■ What is expected: Convert the rows below into a JSON list of strings, one string per line, starting with the first line of the rows and going on through the line that contains "[(165, 152)]". Leave out blank lines and the pictures.

■ Dataset rows:
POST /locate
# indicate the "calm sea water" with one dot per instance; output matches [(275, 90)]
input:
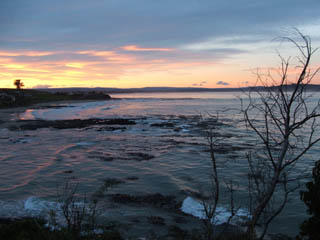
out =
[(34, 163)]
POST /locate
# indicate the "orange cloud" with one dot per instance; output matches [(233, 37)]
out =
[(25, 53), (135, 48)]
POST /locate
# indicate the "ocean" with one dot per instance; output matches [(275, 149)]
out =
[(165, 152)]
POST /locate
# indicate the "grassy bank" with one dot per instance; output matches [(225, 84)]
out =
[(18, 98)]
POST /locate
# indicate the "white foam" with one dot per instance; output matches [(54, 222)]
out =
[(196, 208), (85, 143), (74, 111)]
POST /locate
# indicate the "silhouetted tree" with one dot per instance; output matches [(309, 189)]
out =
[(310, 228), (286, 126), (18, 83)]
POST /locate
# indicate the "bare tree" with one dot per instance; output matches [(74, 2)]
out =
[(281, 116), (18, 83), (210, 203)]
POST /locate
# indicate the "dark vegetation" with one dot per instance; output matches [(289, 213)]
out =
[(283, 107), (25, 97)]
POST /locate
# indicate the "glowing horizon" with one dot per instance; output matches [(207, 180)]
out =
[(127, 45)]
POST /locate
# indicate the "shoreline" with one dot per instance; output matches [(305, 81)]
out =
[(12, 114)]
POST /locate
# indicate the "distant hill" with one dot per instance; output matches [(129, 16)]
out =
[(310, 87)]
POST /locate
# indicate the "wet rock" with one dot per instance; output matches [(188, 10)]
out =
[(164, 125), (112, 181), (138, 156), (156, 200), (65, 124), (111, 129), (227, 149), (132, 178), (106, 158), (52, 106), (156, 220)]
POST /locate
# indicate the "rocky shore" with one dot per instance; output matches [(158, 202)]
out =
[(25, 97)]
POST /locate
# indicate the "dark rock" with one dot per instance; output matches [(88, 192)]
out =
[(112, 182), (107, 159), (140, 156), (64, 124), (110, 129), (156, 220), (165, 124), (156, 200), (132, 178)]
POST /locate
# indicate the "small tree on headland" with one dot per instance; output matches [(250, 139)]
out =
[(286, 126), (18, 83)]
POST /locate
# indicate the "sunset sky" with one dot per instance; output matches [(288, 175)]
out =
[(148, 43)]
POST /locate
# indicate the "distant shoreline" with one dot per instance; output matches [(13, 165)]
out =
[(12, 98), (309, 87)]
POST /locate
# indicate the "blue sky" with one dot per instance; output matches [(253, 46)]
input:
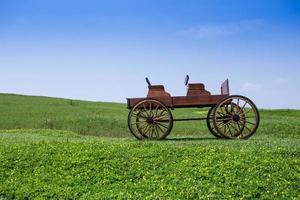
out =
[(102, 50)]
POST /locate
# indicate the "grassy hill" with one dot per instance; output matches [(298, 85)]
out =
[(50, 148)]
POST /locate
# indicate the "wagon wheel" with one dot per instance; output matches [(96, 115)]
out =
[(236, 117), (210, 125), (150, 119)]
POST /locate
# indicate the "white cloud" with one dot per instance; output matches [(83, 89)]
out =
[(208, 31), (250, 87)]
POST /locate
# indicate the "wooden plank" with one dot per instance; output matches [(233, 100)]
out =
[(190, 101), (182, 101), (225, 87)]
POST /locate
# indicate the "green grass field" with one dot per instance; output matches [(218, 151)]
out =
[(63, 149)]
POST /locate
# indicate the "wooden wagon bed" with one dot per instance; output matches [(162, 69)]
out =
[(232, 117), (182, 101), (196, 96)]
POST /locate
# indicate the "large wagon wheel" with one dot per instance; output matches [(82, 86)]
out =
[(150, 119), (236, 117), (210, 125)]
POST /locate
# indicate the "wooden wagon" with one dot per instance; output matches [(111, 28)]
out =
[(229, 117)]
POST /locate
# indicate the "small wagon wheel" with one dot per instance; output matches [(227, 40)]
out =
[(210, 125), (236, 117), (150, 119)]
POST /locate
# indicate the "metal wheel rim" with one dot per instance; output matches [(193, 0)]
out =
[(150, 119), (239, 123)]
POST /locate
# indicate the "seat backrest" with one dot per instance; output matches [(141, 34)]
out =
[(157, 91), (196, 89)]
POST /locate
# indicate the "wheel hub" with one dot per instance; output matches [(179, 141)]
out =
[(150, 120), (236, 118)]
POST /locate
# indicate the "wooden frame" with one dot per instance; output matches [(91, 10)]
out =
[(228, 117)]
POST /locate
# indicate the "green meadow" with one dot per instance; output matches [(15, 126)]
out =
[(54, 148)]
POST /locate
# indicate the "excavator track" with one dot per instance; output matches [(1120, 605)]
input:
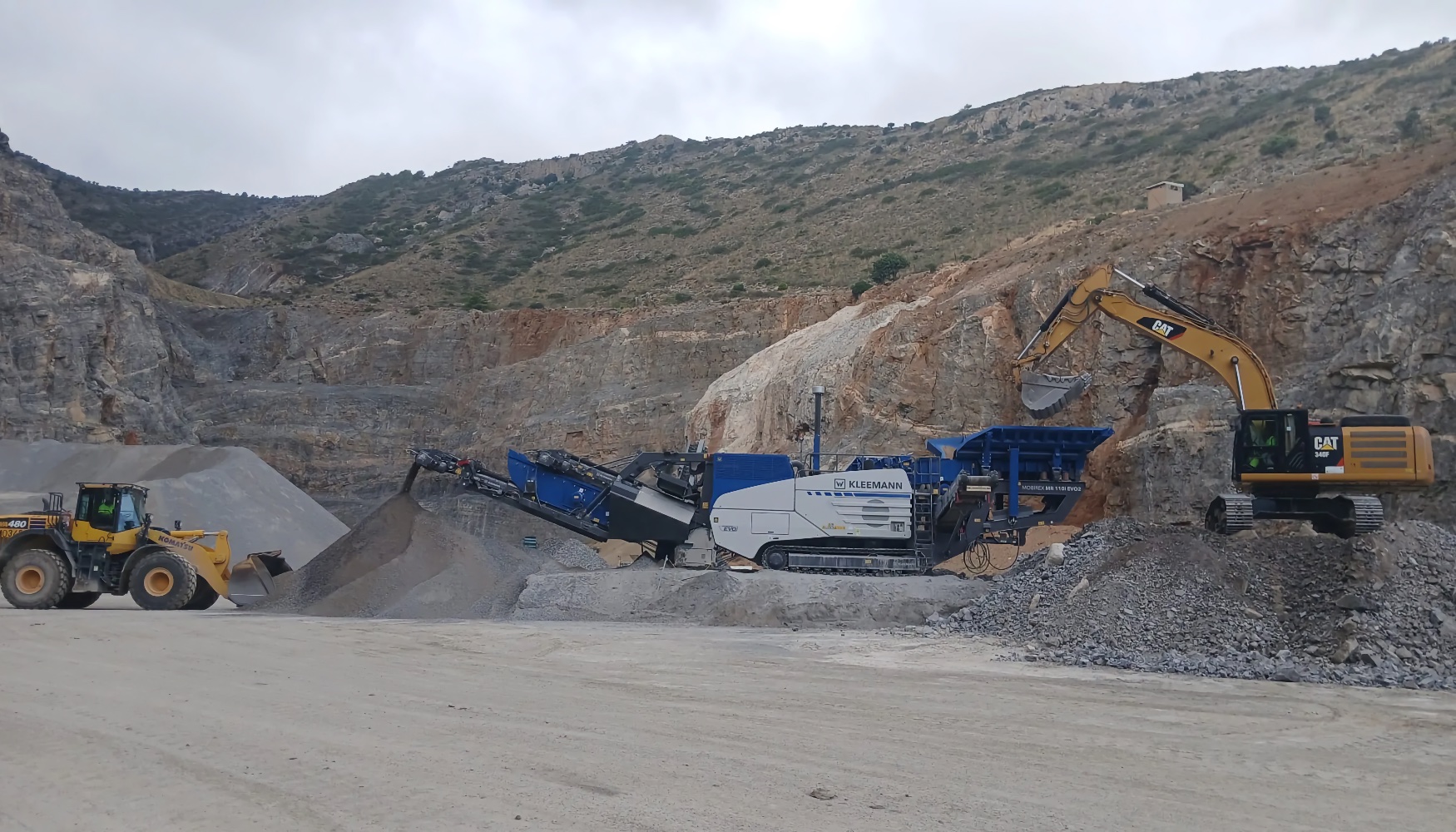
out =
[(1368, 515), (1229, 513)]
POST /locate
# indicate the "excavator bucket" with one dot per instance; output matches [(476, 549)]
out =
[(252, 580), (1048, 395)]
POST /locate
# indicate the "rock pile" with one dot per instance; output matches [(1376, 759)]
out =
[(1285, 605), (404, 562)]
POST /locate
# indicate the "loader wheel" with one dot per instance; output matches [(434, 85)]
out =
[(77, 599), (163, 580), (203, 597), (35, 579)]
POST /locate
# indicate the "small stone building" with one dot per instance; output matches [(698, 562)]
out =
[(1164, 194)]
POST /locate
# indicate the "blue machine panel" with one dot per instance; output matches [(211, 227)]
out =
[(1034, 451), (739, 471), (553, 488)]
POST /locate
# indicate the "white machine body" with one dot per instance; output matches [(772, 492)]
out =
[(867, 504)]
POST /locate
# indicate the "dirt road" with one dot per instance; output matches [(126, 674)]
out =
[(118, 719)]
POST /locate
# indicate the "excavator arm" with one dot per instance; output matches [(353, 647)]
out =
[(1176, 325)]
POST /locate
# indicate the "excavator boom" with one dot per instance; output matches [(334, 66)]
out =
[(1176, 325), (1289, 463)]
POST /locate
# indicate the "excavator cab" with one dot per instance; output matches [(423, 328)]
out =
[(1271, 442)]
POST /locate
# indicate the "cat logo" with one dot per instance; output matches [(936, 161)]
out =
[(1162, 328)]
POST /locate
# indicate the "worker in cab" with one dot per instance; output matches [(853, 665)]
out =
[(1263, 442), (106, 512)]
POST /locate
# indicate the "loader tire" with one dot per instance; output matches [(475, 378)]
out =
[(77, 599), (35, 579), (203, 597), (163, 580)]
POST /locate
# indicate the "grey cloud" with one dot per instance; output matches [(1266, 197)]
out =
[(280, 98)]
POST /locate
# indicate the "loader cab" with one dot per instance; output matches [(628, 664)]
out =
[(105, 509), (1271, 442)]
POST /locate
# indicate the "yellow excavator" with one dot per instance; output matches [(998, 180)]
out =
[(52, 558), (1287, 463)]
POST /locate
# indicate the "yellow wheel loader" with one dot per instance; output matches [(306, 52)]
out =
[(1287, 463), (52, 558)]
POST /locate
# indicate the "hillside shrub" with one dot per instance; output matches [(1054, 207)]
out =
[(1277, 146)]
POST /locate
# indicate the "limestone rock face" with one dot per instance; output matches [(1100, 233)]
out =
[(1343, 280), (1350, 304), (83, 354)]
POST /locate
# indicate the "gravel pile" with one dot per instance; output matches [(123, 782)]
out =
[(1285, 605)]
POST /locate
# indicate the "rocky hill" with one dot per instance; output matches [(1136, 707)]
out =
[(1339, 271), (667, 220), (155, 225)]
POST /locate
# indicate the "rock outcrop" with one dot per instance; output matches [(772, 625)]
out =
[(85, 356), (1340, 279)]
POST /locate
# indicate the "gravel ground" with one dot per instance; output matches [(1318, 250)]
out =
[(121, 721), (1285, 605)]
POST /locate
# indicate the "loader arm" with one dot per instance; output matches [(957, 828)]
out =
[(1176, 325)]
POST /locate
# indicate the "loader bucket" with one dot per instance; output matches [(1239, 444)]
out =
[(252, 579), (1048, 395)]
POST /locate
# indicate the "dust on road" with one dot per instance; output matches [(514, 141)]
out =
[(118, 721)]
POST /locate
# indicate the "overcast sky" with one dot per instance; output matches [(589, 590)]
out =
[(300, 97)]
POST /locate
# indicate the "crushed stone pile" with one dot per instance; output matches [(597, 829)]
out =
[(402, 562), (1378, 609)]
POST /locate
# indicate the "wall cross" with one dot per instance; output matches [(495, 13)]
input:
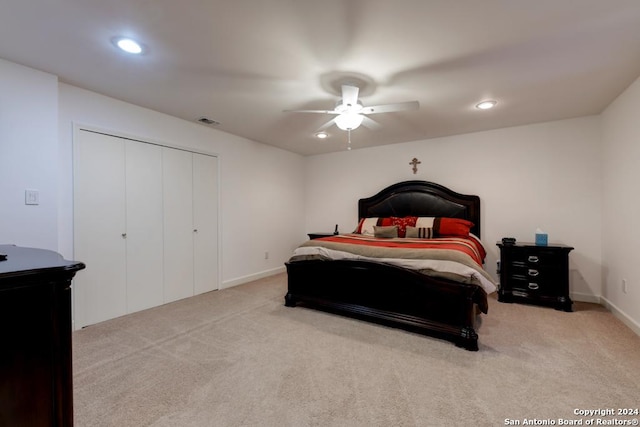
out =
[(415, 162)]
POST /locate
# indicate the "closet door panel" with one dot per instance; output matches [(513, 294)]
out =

■ Task result:
[
  "POST /locate",
  "# indicate the \"calm sea water\" with one dot per instance; output matches [(275, 90)]",
  "input:",
  "out =",
  "[(34, 163)]",
  "POST /locate",
  "# indicate the \"orange cloud\" with one dot per instance; output matches [(233, 37)]",
  "out =",
  "[(25, 53), (135, 48)]",
  "POST /locate",
  "# indicate the \"ocean\" with one dot per instance; output matches [(275, 149)]",
  "out =",
  "[(165, 152)]"
]